TASK DETAILS:
Copy out the data from the line containing "foliage. Keep to one point per instance." through the end of the data, both included, with the request lines unchanged. Shift every coordinate in the answers up by 66, so that 66 is added to each number.

>> Start PROVIDED DATA

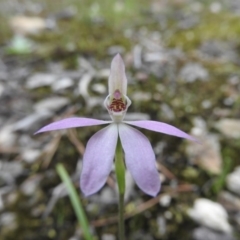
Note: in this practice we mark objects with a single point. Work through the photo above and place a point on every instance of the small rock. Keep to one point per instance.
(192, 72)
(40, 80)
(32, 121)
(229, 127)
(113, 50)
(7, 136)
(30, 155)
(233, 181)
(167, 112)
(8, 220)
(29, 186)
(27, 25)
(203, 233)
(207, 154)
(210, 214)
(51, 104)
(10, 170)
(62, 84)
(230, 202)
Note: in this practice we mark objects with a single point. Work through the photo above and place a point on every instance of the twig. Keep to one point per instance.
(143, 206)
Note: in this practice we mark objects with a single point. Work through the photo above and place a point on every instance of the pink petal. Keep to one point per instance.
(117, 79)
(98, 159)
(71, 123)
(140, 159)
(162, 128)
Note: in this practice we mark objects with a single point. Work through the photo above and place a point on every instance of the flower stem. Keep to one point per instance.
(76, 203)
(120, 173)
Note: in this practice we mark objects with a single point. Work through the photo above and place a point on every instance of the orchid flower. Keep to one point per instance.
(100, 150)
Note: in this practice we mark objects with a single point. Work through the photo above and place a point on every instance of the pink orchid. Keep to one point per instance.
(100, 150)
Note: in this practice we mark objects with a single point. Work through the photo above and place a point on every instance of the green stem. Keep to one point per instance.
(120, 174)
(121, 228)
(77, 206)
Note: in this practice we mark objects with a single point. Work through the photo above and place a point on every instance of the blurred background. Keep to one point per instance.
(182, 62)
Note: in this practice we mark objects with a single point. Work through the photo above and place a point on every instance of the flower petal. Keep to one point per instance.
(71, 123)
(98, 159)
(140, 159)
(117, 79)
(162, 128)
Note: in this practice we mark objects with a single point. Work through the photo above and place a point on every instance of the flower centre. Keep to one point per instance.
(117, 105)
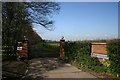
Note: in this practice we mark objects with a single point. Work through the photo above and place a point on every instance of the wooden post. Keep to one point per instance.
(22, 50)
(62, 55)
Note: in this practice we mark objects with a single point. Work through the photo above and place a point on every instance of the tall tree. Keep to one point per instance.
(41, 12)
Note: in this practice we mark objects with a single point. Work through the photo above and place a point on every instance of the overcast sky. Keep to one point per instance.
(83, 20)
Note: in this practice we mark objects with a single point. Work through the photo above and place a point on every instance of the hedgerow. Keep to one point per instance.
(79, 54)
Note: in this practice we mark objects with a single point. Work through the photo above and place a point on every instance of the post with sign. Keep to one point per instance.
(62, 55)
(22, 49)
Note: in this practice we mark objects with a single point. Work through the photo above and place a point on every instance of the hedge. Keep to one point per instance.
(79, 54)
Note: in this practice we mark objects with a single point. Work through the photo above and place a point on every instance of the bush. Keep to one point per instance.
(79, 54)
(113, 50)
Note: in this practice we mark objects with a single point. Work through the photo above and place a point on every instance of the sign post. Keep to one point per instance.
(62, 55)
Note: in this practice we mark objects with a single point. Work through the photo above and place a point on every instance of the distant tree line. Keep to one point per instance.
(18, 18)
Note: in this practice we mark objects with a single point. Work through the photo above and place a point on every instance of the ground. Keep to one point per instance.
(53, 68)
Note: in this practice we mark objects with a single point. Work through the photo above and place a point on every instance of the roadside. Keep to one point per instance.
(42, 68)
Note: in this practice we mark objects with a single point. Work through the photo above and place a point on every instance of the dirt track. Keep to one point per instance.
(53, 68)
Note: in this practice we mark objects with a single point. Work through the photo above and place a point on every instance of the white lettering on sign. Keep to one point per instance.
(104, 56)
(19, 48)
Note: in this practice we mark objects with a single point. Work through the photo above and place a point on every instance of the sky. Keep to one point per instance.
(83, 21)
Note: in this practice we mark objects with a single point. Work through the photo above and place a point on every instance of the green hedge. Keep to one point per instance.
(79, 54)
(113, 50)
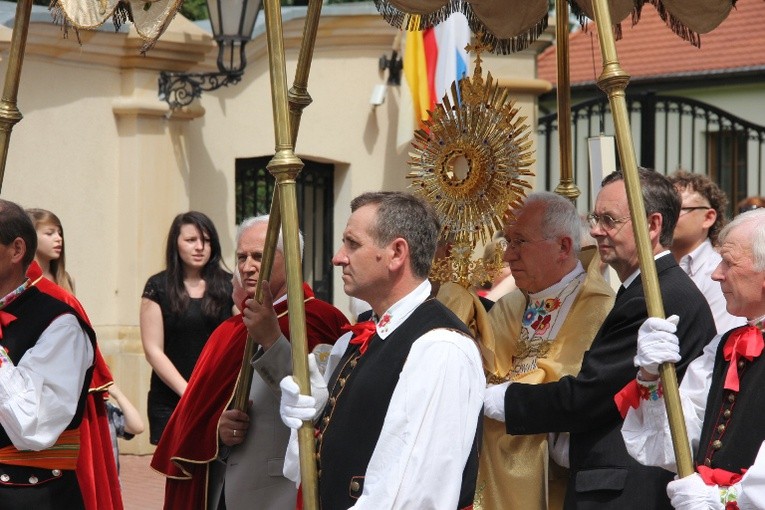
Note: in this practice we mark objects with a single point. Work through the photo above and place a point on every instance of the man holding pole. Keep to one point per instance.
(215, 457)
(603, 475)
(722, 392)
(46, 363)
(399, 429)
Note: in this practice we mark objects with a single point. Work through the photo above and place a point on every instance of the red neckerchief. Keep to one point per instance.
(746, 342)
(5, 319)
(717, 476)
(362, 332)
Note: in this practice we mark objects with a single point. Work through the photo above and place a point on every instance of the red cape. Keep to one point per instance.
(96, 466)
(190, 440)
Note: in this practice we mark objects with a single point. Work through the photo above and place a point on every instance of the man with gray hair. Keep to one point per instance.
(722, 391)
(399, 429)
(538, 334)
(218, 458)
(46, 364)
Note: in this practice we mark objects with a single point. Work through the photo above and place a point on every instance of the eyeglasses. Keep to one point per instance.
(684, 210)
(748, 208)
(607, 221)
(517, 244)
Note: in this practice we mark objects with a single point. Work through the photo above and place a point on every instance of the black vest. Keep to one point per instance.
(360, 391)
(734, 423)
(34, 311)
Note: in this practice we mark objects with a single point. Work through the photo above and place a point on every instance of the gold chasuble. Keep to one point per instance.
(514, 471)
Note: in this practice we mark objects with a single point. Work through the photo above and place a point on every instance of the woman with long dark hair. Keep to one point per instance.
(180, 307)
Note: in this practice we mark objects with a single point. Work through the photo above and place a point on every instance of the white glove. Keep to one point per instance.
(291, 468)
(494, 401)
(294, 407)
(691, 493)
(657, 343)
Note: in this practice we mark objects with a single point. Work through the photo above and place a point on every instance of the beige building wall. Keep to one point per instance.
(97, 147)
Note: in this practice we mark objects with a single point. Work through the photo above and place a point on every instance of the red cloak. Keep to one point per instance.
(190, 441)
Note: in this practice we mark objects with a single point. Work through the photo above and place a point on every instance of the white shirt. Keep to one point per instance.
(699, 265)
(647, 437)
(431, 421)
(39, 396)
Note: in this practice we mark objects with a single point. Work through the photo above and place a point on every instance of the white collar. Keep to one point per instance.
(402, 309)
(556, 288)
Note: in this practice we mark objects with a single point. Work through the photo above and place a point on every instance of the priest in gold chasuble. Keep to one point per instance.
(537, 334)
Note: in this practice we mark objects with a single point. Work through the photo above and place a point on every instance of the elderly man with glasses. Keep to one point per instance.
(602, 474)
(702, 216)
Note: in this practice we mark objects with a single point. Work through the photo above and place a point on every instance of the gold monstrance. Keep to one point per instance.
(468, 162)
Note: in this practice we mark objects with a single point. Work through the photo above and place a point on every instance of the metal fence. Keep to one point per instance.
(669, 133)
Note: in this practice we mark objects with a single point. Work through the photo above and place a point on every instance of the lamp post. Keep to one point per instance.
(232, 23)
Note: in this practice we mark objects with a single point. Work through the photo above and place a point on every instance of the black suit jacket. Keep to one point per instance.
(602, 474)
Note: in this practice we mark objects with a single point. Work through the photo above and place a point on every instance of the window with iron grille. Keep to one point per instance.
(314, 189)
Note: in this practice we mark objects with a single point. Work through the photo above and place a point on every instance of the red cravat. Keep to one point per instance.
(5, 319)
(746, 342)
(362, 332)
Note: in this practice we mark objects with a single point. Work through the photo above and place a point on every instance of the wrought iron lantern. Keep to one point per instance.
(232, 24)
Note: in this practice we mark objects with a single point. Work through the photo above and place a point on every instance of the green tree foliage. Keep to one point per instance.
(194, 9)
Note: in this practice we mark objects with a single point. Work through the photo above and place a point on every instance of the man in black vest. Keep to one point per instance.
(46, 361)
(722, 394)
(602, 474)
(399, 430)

>> End PROVIDED DATA

RESPONSE BELOW:
Note: in this practice we mark objects with a single point. Work through the photo above and place a point on every instance of the green tree foliage. Keep to one point per instance.
(260, 75)
Note: in this practice we mark objects with a single point. Work through the photo above and place a point on every instance of the man in black vest. Keep to one point per instance.
(112, 427)
(788, 460)
(668, 540)
(465, 496)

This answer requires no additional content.